EXERCISE PROMPT:
Go through the entries and copy each one exactly. Leave none out.

BEGIN THE INPUT

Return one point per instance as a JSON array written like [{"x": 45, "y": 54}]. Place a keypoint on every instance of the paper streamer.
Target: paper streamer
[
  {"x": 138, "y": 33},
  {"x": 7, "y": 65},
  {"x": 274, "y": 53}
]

END THE INPUT

EXERCISE OUTPUT:
Return one point per instance as a JSON array written like [{"x": 45, "y": 54}]. Place a keypoint on every instance of the paper streamer.
Target: paper streamer
[
  {"x": 138, "y": 33},
  {"x": 7, "y": 65},
  {"x": 274, "y": 53}
]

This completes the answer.